# WRITTEN REQUEST:
Starting at the line containing "shadow is and supply its bounding box." and ending at the line containing "[469,428,850,520]", rewrite those lines of the data, including the request. Scale every bounding-box coordinate by 1.95, rounding to the nearest whole number with halves going up.

# SUPPLIED MATERIAL:

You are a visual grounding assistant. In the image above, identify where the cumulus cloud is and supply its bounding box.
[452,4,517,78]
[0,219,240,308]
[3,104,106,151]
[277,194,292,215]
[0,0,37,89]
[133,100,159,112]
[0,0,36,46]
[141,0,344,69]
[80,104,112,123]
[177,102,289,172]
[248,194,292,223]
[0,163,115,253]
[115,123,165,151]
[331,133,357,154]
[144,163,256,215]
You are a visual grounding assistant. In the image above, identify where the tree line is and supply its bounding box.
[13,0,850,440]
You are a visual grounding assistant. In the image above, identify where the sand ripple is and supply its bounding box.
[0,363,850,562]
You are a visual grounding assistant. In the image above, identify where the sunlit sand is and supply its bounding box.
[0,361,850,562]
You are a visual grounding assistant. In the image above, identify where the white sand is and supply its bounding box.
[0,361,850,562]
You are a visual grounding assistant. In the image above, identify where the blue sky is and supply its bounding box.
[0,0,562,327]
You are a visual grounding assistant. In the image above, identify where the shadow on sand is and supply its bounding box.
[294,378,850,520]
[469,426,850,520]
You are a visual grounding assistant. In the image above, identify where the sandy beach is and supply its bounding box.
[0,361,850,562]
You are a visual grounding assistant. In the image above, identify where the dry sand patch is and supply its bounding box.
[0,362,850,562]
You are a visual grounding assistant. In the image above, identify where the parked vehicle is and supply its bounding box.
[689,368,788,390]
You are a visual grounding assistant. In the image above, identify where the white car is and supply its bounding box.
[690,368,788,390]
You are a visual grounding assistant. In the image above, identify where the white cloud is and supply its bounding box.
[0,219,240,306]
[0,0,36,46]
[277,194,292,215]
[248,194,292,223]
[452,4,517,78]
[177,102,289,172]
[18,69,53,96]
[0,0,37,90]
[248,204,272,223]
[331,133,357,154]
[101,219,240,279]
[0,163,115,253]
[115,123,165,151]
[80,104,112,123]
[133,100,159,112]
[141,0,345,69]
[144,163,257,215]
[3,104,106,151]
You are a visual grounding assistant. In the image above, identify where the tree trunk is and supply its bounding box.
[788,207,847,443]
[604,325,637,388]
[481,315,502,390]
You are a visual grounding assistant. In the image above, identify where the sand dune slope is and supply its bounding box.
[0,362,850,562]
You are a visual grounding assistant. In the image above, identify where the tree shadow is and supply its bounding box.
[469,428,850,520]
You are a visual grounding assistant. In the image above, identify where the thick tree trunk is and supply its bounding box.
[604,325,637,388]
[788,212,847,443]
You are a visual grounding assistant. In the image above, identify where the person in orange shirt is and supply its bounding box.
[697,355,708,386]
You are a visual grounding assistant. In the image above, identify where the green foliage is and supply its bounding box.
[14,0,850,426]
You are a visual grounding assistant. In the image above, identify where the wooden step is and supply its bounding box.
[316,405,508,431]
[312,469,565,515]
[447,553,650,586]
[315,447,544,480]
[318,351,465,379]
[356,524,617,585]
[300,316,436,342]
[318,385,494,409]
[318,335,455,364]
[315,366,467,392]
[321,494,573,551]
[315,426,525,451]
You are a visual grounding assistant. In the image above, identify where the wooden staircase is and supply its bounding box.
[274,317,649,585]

# PROBLEM SOLUTION:
You are a visual grounding assistant. In the image above, identify where the tree shadow is and supply its bounding box.
[915,835,1658,1014]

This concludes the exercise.